BEGIN

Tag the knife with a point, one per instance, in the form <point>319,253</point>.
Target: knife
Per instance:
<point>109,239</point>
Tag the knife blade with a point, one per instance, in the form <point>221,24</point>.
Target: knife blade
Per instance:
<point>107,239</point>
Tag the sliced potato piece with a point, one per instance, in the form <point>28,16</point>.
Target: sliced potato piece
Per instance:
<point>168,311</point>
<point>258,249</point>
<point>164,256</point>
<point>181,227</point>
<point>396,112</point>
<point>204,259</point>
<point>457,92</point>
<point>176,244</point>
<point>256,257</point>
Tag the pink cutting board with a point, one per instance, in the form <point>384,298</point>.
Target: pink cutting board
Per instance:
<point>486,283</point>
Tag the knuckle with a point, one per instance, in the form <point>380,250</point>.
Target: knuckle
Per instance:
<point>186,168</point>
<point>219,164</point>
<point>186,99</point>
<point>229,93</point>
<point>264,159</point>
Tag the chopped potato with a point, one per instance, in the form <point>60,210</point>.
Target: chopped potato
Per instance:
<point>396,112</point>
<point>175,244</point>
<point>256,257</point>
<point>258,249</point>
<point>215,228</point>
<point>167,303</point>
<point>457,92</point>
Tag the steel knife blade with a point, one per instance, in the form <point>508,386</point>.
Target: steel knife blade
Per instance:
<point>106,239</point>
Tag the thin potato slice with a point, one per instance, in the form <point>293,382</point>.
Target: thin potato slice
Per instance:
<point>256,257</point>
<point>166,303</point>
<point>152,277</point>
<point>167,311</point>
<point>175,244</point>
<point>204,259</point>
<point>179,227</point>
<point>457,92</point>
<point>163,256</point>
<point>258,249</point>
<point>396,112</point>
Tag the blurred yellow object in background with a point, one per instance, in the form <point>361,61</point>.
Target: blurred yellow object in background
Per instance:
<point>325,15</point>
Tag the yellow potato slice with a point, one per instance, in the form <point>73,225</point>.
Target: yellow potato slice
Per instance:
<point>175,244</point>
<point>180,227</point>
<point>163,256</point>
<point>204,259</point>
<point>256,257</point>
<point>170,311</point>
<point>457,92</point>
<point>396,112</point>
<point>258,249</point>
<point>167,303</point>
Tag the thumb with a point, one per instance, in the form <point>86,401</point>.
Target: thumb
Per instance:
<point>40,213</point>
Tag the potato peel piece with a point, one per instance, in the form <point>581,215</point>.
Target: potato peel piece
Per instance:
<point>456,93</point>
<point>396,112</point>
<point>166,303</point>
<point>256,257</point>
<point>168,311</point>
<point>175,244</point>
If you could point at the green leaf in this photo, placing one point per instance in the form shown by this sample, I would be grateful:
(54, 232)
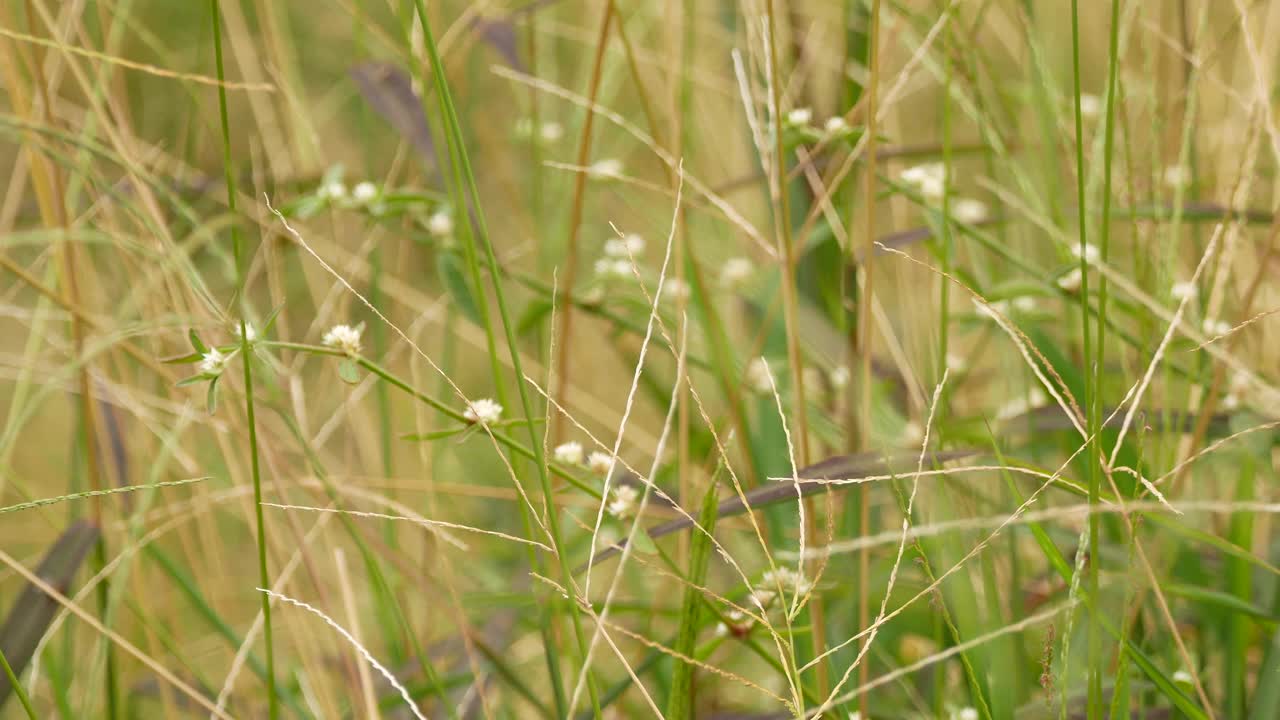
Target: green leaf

END

## What to do
Retype the listing exactly. Leave out its pictures.

## Reply to the exercise
Tag the knife with a point, one per instance, in the form <point>319,253</point>.
Target: knife
Per instance:
<point>109,239</point>
Tag the knife blade with a point, one per instance, in the form <point>221,24</point>.
Target: knife blade
Per instance:
<point>107,239</point>
Tag the sliced potato piece with a point, one per instance, in the form <point>28,16</point>.
Target: sliced potato piece
Per instance:
<point>168,311</point>
<point>258,249</point>
<point>164,256</point>
<point>181,227</point>
<point>396,112</point>
<point>204,259</point>
<point>457,92</point>
<point>176,244</point>
<point>256,257</point>
Tag the pink cutting board with a point, one per instance, in the form <point>384,298</point>.
Target: pink cutting board
Per instance:
<point>486,283</point>
Tag the knuckle with a point, one per instance, in the form <point>380,250</point>.
Target: knuckle
Per instance:
<point>186,168</point>
<point>219,164</point>
<point>186,99</point>
<point>229,93</point>
<point>264,159</point>
Tag the chopped potato with a point, one per instance, in the form <point>60,210</point>.
Target: chopped potato
Per instance:
<point>396,112</point>
<point>175,244</point>
<point>256,257</point>
<point>258,249</point>
<point>215,228</point>
<point>167,303</point>
<point>457,92</point>
Tag the steel knife blade with a point, one per instance, in the form <point>508,386</point>.
Target: steel knife blade
Per instance:
<point>106,239</point>
Tag the thin potato slice with a point, one per instance, in the form <point>293,382</point>.
Target: thin potato slice
Per instance:
<point>256,257</point>
<point>166,303</point>
<point>152,277</point>
<point>167,311</point>
<point>175,244</point>
<point>204,259</point>
<point>179,227</point>
<point>457,92</point>
<point>163,256</point>
<point>258,249</point>
<point>396,112</point>
Tag the blurred yellow object in background with a point, one per instance, in the form <point>361,61</point>.
Target: blurred yellow object in background
Per instance:
<point>325,15</point>
Tag the yellow potato slice with a point, one per instance, in the form <point>73,225</point>.
Target: yellow potato slice
Per instance:
<point>175,244</point>
<point>180,227</point>
<point>163,256</point>
<point>204,259</point>
<point>256,257</point>
<point>170,311</point>
<point>457,92</point>
<point>396,112</point>
<point>258,249</point>
<point>167,303</point>
Tag the thumb with a point, one per instance, in the form <point>86,401</point>.
Target: thumb
Per instance:
<point>40,213</point>
Tag the potato peel piece with a point, one per instance, in the form <point>581,215</point>.
Target: potato peel piece
Per instance:
<point>456,93</point>
<point>396,112</point>
<point>166,303</point>
<point>256,257</point>
<point>168,311</point>
<point>175,244</point>
If you could point at the green leaf in this photo, placing one point per instance in the form shown by this sample, I would be grateful:
(54, 232)
Target: green leaf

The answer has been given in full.